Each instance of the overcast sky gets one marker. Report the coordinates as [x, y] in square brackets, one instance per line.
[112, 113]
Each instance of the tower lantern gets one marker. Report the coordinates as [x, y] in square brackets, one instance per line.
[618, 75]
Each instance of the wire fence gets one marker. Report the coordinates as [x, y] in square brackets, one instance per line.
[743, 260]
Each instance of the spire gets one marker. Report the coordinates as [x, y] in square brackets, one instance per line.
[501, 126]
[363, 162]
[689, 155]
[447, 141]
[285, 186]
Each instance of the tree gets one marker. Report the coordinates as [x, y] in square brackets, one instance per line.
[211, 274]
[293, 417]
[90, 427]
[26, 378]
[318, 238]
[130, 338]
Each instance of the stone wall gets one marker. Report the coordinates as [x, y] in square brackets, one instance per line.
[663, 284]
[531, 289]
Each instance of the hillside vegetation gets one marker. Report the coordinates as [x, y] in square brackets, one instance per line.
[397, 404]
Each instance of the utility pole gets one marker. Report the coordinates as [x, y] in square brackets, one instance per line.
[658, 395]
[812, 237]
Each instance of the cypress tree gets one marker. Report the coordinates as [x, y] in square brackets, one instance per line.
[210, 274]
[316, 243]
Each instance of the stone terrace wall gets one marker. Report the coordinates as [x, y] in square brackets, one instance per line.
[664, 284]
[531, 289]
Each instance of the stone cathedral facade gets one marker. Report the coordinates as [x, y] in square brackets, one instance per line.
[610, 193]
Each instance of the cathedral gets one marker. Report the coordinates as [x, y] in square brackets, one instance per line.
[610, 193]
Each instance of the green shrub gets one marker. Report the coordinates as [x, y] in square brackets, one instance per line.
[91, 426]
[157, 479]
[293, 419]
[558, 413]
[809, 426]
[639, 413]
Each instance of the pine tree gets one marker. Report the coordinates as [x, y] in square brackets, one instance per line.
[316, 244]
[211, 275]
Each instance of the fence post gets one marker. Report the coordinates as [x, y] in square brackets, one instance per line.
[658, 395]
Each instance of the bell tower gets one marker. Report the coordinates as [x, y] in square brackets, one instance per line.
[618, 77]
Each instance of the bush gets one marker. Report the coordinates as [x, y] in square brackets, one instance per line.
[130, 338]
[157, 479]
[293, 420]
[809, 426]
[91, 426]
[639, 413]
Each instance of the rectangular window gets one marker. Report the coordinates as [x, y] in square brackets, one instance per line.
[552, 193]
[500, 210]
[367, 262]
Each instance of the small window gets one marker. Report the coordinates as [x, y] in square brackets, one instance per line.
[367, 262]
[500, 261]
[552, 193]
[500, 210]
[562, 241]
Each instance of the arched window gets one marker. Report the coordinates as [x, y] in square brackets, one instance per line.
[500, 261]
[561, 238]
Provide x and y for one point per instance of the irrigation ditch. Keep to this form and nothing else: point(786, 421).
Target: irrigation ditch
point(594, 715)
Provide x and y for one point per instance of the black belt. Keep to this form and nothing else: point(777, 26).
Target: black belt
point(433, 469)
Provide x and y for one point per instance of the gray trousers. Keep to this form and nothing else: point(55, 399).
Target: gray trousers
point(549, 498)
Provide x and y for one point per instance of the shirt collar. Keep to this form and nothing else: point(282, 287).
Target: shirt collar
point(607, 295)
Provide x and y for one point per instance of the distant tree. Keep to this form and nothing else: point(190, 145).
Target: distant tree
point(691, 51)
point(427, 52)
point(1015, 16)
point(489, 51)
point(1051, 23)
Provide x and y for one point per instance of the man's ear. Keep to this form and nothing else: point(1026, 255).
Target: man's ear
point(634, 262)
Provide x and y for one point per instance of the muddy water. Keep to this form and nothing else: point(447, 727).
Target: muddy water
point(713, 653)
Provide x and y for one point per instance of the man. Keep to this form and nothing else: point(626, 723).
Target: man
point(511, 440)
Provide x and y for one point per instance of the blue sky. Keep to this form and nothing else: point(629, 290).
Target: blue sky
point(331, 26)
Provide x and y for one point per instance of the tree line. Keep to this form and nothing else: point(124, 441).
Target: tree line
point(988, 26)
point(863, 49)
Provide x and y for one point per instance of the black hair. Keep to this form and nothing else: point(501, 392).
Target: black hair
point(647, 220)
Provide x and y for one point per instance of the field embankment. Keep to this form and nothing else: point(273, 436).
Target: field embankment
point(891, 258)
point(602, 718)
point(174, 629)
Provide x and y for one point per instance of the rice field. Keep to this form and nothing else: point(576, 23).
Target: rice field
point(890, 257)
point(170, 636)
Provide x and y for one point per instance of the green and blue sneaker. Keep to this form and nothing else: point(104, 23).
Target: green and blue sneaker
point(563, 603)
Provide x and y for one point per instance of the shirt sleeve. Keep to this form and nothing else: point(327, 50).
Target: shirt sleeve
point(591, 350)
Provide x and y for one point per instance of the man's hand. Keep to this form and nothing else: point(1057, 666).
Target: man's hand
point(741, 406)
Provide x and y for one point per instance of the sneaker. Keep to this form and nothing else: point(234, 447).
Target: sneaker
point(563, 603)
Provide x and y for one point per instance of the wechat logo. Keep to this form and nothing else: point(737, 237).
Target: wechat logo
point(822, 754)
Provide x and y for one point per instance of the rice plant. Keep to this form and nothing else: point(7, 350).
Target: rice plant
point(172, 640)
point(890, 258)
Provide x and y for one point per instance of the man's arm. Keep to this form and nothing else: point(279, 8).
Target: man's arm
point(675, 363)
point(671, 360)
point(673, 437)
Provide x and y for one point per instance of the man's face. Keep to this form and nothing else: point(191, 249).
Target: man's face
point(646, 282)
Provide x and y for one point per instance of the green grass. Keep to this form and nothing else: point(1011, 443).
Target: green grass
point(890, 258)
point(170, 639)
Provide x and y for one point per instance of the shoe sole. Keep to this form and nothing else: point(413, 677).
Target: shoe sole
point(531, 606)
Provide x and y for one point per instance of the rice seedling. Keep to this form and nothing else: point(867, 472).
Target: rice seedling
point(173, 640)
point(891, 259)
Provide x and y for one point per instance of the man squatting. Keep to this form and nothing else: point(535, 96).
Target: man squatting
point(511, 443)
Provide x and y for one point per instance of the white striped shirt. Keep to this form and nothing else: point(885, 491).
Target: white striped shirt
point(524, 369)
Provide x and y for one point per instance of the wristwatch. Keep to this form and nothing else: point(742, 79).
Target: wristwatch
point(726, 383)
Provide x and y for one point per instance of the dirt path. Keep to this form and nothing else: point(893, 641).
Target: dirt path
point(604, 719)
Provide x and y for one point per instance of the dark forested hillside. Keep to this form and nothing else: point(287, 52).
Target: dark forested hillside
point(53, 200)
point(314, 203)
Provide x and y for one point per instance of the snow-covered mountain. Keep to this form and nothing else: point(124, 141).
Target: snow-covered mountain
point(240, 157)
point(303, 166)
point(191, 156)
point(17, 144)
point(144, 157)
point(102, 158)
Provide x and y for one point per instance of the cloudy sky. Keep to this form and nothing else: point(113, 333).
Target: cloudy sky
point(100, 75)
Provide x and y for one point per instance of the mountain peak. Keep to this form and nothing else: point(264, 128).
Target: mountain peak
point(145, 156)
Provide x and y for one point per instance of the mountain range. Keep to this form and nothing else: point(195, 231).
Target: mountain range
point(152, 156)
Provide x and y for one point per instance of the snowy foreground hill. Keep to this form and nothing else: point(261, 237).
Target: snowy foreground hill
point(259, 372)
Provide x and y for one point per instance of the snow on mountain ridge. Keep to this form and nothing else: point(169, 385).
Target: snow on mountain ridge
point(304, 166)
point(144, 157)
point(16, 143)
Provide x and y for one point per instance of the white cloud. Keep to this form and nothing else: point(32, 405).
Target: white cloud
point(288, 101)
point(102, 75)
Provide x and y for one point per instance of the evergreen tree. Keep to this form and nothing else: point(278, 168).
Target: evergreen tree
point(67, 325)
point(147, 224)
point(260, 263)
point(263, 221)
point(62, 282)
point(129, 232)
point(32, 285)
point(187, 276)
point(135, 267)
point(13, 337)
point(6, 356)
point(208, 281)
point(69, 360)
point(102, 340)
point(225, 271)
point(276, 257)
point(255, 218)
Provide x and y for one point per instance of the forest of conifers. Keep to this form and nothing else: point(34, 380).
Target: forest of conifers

• EXERCISE GOAL
From the material above, copy exactly the lines between the line holding "else: point(191, 249)." and the line holding "else: point(1011, 443).", inclusive, and only those.

• OUTPUT OF THE EXERCISE
Provide x and y for one point per instance of the man's face. Keep to this form and nothing else: point(191, 249).
Target: man's face
point(646, 282)
Provide x and y for one point per instance of the green grass. Keep to this form and nothing else: point(1011, 443).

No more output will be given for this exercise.